_Task brief:_ Quote the entries word for word, from the line with "Target: green lawn" up to and including the last line of the entries.

== The data

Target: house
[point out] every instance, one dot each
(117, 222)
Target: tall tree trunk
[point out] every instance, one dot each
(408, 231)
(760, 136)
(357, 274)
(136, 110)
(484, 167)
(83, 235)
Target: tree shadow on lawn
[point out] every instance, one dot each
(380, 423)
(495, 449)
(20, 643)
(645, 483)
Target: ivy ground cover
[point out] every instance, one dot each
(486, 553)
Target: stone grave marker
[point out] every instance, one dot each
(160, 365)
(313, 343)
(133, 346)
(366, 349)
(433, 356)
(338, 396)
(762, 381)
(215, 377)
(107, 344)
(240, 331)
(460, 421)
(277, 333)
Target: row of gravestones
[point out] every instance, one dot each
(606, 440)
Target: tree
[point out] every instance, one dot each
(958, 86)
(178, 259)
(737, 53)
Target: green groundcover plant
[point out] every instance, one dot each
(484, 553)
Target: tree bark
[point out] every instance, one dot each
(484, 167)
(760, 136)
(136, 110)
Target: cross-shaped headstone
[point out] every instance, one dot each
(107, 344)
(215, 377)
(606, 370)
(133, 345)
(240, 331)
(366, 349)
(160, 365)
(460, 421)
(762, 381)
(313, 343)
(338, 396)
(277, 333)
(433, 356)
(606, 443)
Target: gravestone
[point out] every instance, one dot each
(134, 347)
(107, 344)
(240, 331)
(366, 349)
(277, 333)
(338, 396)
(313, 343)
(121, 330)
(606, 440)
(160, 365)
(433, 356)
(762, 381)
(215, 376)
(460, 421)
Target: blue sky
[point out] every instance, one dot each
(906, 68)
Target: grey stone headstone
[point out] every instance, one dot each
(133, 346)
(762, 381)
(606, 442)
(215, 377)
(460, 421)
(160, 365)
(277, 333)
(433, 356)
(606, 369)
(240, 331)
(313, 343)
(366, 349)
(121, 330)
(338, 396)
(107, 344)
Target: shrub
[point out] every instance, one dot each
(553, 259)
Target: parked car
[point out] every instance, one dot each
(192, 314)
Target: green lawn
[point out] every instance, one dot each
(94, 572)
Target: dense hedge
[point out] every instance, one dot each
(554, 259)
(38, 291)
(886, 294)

====

_Full output:_
Target: green lawn
[point out] every instance, one dot each
(94, 572)
Target: dense hedge
[point out] every instance, one dot each
(554, 259)
(38, 291)
(886, 294)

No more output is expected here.